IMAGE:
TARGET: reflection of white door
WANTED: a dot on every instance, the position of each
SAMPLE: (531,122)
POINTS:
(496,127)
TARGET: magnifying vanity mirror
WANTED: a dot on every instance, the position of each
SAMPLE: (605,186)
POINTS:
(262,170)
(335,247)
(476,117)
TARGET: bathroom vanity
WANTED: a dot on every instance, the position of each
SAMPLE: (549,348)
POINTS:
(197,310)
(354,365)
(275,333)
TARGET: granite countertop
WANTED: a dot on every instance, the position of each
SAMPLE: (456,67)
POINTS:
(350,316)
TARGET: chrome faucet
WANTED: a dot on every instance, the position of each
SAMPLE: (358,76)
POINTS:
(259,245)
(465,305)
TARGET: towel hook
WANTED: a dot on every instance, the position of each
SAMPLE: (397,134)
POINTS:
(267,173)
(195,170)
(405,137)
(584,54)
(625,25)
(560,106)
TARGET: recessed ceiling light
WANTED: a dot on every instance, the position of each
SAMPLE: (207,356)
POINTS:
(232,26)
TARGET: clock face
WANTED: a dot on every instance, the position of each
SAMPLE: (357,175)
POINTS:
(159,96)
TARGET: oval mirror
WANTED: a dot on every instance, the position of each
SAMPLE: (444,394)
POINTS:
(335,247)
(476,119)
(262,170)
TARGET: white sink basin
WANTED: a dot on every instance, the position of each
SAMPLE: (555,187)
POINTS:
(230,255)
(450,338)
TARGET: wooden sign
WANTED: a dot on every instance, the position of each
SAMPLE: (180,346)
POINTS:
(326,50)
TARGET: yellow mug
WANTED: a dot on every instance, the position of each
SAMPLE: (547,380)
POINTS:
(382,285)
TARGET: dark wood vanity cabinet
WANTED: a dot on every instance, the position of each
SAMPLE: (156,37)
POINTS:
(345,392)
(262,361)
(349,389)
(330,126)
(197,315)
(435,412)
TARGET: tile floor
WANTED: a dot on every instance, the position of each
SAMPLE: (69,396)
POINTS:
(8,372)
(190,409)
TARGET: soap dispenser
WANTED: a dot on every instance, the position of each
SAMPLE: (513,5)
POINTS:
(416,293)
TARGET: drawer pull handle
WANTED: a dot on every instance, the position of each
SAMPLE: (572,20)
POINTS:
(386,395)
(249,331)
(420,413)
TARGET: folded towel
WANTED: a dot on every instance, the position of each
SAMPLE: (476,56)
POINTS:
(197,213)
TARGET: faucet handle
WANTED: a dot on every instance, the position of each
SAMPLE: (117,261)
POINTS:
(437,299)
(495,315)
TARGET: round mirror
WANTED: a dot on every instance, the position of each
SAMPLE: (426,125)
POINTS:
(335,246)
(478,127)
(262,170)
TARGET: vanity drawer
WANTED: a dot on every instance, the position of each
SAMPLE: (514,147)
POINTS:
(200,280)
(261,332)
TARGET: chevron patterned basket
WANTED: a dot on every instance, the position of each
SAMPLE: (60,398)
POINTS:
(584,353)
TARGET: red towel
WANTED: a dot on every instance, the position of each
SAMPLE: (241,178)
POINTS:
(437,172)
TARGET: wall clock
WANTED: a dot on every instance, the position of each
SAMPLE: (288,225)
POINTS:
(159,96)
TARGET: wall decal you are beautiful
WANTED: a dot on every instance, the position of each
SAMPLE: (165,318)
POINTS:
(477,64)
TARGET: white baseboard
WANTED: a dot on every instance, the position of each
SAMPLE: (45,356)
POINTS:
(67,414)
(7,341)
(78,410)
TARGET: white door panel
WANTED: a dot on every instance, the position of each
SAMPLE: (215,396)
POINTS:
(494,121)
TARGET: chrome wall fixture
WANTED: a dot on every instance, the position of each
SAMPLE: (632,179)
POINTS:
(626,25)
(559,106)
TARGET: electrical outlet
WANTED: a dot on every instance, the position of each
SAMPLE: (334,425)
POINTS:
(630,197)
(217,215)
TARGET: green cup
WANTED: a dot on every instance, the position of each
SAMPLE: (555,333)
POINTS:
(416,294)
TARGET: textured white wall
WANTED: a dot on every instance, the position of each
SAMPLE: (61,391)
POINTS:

....

◆ **Given exercise**
Please convert the entries above into a JSON list of strings, with one string for each line and blank lines left out.

◆ **Output of the task**
[
  "IMAGE:",
  "TARGET: reflection of white door",
  "WANTED: a dot on every instance, the position of each",
  "SAMPLE: (531,122)",
  "POINTS:",
  "(496,127)",
  "TARGET: magnifying vanity mirror",
  "WANTED: a dot on every instance, the position of each",
  "SAMPLE: (605,186)",
  "POINTS:",
  "(262,170)",
  "(335,247)",
  "(476,117)",
  "TARGET: bathroom vanity",
  "WANTED: a dot on every instance, the position of each",
  "SAMPLE: (549,348)",
  "POINTS:",
  "(197,310)",
  "(354,365)",
  "(275,333)",
  "TARGET: granite countertop",
  "WANTED: a dot on every instance, the position of each",
  "SAMPLE: (456,67)",
  "POINTS:",
  "(350,316)",
  "TARGET: chrome faucet",
  "WANTED: a dot on every instance, the position of each",
  "SAMPLE: (358,76)",
  "POINTS:",
  "(259,245)",
  "(465,305)",
  "TARGET: towel hook",
  "WANTED: a dot on every instance, the position of each",
  "SAMPLE: (397,134)",
  "POINTS:",
  "(267,173)",
  "(195,170)",
  "(405,137)",
  "(584,54)",
  "(625,25)",
  "(560,106)",
  "TARGET: recessed ceiling light",
  "WANTED: a dot on every instance, the position of each",
  "SAMPLE: (207,356)",
  "POINTS:",
  "(232,26)",
  "TARGET: clock face",
  "WANTED: a dot on every instance, the position of each",
  "SAMPLE: (357,175)",
  "POINTS:",
  "(159,96)",
  "TARGET: oval mirror",
  "WANTED: a dot on every instance, the position of each",
  "SAMPLE: (444,394)",
  "POINTS:",
  "(335,247)",
  "(476,119)",
  "(262,170)",
  "TARGET: white sink basin",
  "WANTED: a dot on every instance, the position of each",
  "SAMPLE: (555,187)",
  "POINTS:",
  "(230,255)",
  "(450,338)",
  "TARGET: wooden sign",
  "WANTED: a dot on every instance, the position of each",
  "SAMPLE: (180,346)",
  "POINTS:",
  "(326,50)",
  "TARGET: yellow mug",
  "WANTED: a dot on every instance, the position of each",
  "SAMPLE: (547,380)",
  "POINTS:",
  "(382,285)",
  "TARGET: dark wood vanity cabinet",
  "WANTED: a dot on every instance, the position of each",
  "SAMPLE: (156,37)",
  "POINTS:",
  "(345,392)",
  "(262,361)",
  "(349,389)",
  "(330,126)",
  "(197,315)",
  "(435,412)",
  "TARGET: tile floor",
  "WANTED: a dot on every instance, the position of each",
  "SAMPLE: (69,396)",
  "POINTS:",
  "(8,372)",
  "(190,409)",
  "TARGET: soap dispenser",
  "WANTED: a dot on every instance, the position of each",
  "SAMPLE: (513,5)",
  "POINTS:",
  "(416,293)",
  "TARGET: drawer pull handle",
  "WANTED: a dot on every instance, the position of each",
  "SAMPLE: (572,20)",
  "POINTS:",
  "(386,395)",
  "(249,331)",
  "(420,413)",
  "TARGET: folded towel",
  "WANTED: a dot on every instance, the position of each",
  "SAMPLE: (476,56)",
  "POINTS:",
  "(197,213)",
  "TARGET: faucet handle",
  "WANTED: a dot on every instance, the position of each",
  "SAMPLE: (117,261)",
  "POINTS:",
  "(437,299)",
  "(495,315)",
  "TARGET: round mirror",
  "WANTED: a dot on every instance, the position of each",
  "SAMPLE: (426,125)",
  "POINTS:",
  "(335,246)",
  "(478,127)",
  "(262,170)",
  "TARGET: vanity drawer",
  "WANTED: a dot on every instance, the position of each",
  "SAMPLE: (514,147)",
  "POINTS:",
  "(200,280)",
  "(261,332)",
  "TARGET: chevron patterned basket",
  "WANTED: a dot on every instance, the position of each",
  "SAMPLE: (60,398)",
  "POINTS:",
  "(584,353)",
  "TARGET: red towel",
  "WANTED: a dot on every instance, the position of each",
  "SAMPLE: (241,178)",
  "POINTS:",
  "(437,172)",
  "TARGET: wall clock",
  "WANTED: a dot on every instance, the position of each",
  "SAMPLE: (288,225)",
  "POINTS:",
  "(159,96)",
  "TARGET: wall decal you are beautiful",
  "WANTED: a dot on every instance, the position of each",
  "SAMPLE: (165,318)",
  "POINTS:",
  "(477,64)",
  "TARGET: white baseboard",
  "WANTED: a dot on every instance, the position of each",
  "SAMPLE: (45,356)",
  "POINTS:",
  "(67,414)",
  "(7,341)",
  "(78,410)",
  "TARGET: white door panel",
  "WANTED: a dot on every instance, the position of each",
  "SAMPLE: (215,396)",
  "POINTS:",
  "(494,121)",
  "TARGET: chrome wall fixture",
  "WANTED: a dot on every instance, the position of each",
  "SAMPLE: (632,179)",
  "POINTS:",
  "(626,25)",
  "(559,106)",
  "TARGET: electrical outlet",
  "WANTED: a dot on every instance, the position of each",
  "SAMPLE: (334,425)",
  "POINTS:",
  "(630,197)",
  "(217,215)",
  "TARGET: green cup",
  "WANTED: a dot on every instance, the position of each",
  "SAMPLE: (555,333)",
  "POINTS:",
  "(416,294)",
  "TARGET: textured white wall",
  "WANTED: a dot on every instance, the position of each",
  "SAMPLE: (61,391)",
  "POINTS:"
]